— Start Records shown —
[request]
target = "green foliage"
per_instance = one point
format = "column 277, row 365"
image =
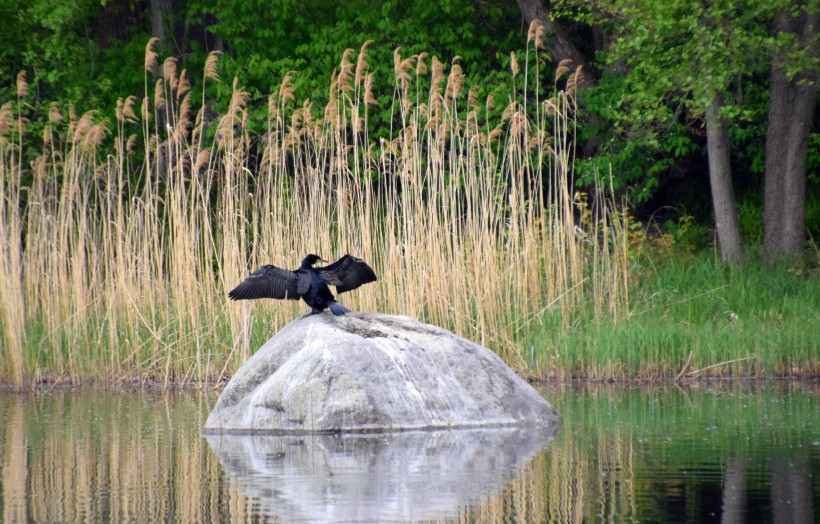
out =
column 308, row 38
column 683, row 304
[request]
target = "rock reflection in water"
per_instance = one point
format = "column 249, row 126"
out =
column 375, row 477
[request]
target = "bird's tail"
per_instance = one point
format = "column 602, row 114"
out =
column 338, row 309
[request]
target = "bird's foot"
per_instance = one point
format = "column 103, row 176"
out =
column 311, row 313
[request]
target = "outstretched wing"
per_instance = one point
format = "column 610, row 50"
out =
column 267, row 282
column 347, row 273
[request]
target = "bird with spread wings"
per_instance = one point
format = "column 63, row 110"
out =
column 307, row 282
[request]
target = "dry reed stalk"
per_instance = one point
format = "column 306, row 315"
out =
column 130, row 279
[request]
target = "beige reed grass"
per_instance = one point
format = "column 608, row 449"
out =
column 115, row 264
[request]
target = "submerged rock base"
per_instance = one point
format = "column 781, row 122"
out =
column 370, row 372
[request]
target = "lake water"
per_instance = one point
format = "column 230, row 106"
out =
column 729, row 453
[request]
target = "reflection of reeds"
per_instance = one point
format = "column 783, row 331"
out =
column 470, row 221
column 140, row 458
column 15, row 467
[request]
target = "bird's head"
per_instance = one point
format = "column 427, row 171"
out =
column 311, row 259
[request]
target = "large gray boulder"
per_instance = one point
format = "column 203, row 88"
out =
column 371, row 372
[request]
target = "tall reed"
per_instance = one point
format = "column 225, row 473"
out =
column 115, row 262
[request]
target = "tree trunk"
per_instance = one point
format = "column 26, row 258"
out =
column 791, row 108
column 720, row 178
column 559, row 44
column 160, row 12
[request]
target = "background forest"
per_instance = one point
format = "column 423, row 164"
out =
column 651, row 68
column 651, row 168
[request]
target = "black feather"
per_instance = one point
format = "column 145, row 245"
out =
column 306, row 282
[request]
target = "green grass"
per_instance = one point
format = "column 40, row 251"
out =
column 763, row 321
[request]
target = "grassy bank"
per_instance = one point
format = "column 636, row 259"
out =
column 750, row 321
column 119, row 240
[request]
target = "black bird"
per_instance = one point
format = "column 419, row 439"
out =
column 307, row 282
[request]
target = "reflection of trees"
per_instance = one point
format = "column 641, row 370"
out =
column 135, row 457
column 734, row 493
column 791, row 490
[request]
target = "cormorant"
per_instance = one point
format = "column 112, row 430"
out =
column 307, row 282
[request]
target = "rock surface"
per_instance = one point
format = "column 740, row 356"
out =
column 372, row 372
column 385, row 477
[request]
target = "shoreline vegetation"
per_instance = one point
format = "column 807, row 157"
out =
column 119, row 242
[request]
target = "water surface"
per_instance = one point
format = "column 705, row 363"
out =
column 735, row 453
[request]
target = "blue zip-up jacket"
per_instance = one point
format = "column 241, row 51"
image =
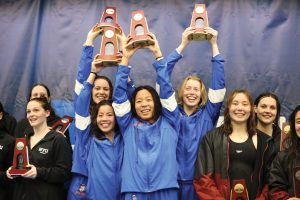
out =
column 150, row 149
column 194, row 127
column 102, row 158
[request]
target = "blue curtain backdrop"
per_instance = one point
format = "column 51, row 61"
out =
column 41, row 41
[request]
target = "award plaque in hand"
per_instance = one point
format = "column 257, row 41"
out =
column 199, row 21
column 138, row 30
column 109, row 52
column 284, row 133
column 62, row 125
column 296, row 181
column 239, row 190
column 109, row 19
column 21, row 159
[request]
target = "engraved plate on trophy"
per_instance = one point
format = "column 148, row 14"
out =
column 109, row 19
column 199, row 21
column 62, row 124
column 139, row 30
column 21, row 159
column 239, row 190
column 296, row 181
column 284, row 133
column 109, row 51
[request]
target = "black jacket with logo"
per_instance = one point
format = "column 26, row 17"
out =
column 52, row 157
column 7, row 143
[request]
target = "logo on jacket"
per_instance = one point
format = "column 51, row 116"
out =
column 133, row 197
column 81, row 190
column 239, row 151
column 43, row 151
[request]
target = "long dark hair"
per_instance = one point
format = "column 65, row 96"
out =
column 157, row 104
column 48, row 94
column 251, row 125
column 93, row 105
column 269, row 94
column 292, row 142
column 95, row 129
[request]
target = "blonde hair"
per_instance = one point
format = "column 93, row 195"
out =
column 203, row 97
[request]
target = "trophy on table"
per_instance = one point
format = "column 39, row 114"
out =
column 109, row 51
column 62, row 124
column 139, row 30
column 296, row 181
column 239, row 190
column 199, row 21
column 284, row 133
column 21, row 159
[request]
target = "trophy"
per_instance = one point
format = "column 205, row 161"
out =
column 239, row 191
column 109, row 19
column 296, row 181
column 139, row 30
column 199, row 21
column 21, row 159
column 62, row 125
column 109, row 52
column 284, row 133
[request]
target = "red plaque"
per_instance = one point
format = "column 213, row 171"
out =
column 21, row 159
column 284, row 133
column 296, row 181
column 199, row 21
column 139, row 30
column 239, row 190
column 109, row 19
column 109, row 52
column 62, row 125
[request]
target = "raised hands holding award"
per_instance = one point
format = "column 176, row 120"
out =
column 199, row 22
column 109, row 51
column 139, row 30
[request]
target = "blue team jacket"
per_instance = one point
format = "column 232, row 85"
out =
— End Records shown —
Leave out all pictures, then copy the remaining material exactly.

[request]
target = "green foliage"
per_instance = one point
format = "column 277, row 365"
image =
out =
column 308, row 38
column 683, row 304
[request]
target = "rock reflection in water"
per_instance = one point
format = "column 249, row 126"
out =
column 375, row 477
[request]
target = "bird's tail"
per_instance = one point
format = "column 602, row 114"
out =
column 338, row 309
[request]
target = "bird's foot"
per_instance = one point
format = "column 103, row 176"
out =
column 311, row 313
[request]
target = "outstretched wing"
per_instance = one point
format = "column 610, row 50"
out =
column 267, row 282
column 347, row 273
[request]
target = "bird with spread wings"
per_instance = one point
format = "column 63, row 110"
out =
column 307, row 282
[request]
target = "dry reed stalk"
per_instance = one point
format = "column 306, row 315"
out =
column 130, row 279
[request]
target = "beige reed grass"
per_instance = one point
format = "column 608, row 449"
out =
column 115, row 264
[request]
target = "submerged rock base"
per_instance = one point
format = "column 781, row 122"
out =
column 370, row 372
[request]
target = "lake water"
per_instance = one point
format = "column 230, row 106"
out =
column 729, row 453
[request]
target = "reflection of reeds"
per_instance = one point
format = "column 783, row 331"
out =
column 470, row 221
column 140, row 458
column 15, row 467
[request]
target = "bird's head"
per_instance = one point
format = "column 427, row 171"
out =
column 311, row 259
[request]
target = "large gray boulder"
per_instance = one point
format = "column 203, row 88"
out =
column 371, row 372
[request]
target = "tall reed"
per_instance = one point
format = "column 225, row 473"
out =
column 115, row 262
[request]
target = "tree trunk"
per_instance = one point
format = "column 26, row 258"
out =
column 791, row 108
column 720, row 178
column 559, row 44
column 160, row 12
[request]
target = "background forest"
per_instance = one point
format = "column 423, row 164"
out =
column 651, row 68
column 651, row 168
[request]
target = "black feather"
per_instance = one point
format = "column 145, row 245"
out =
column 306, row 282
[request]
target = "green grass"
per_instance = one point
format = "column 40, row 251"
out =
column 763, row 321
[request]
target = "grassy bank"
per_instance = one point
format = "column 636, row 259"
out =
column 750, row 321
column 119, row 240
[request]
target = "black bird"
per_instance = one point
format = "column 419, row 439"
out =
column 307, row 282
[request]
target = "reflection of trees"
per_instance = one point
format = "column 641, row 370"
out =
column 135, row 457
column 734, row 493
column 791, row 490
[request]
target = "cormorant"
per_instance = one point
format = "column 112, row 430"
out =
column 307, row 282
[request]
target = "rock surface"
per_instance = one point
format = "column 740, row 356"
out =
column 372, row 372
column 385, row 477
[request]
target = "shoreline vegetation"
per_instance = one point
format = "column 807, row 157"
out =
column 119, row 242
[request]
target = "water surface"
per_instance = one point
format = "column 705, row 363"
out =
column 735, row 453
[request]
target = "blue zip-up jacket"
per_instance = one point
format = "column 241, row 51"
image =
out =
column 150, row 149
column 194, row 127
column 102, row 158
[request]
target = "blue curtain backdrop"
per_instance = one point
format = "column 51, row 61"
out =
column 41, row 41
[request]
target = "award plaque in hand"
per_instance = one point
format = "column 257, row 41"
out =
column 199, row 21
column 138, row 30
column 109, row 52
column 284, row 133
column 62, row 125
column 296, row 181
column 239, row 190
column 109, row 19
column 21, row 159
[request]
target = "engraved plate on trophy"
per_instance = one point
format = "column 148, row 14"
out =
column 109, row 19
column 199, row 21
column 62, row 124
column 139, row 30
column 21, row 159
column 239, row 190
column 296, row 181
column 284, row 133
column 109, row 51
[request]
target = "black jacket with logo"
per_instance = one point
format = "column 26, row 17"
out =
column 52, row 157
column 7, row 143
[request]
target = "logo on jacket"
per_instance = one point
format = "column 51, row 116"
out =
column 133, row 197
column 81, row 190
column 239, row 151
column 43, row 151
[request]
target = "long dark hair"
per_instance = one point
format = "column 65, row 96"
out =
column 157, row 104
column 48, row 94
column 251, row 125
column 93, row 105
column 269, row 94
column 292, row 142
column 95, row 129
[request]
target = "blonde hair"
per_instance = one point
format = "column 93, row 195"
out =
column 203, row 97
[request]
target = "trophy on table"
per_instance = one point
format = "column 39, row 114"
out =
column 109, row 51
column 62, row 124
column 139, row 30
column 296, row 181
column 239, row 190
column 199, row 21
column 284, row 133
column 21, row 159
[request]
target = "trophy"
per_instance = one point
format = "column 205, row 161"
out =
column 239, row 191
column 109, row 19
column 296, row 181
column 139, row 30
column 199, row 21
column 21, row 159
column 62, row 125
column 109, row 52
column 284, row 133
[request]
target = "red plaque"
per_instance = one point
format = "column 213, row 171"
out =
column 21, row 159
column 284, row 133
column 296, row 181
column 199, row 21
column 139, row 30
column 239, row 190
column 109, row 19
column 109, row 52
column 62, row 125
[request]
target = "raised hands holding award"
per_instance = one point
format = "column 176, row 120"
out =
column 199, row 22
column 109, row 51
column 139, row 30
[request]
target = "blue team jacket"
per_instance = one point
format = "column 232, row 85"
out =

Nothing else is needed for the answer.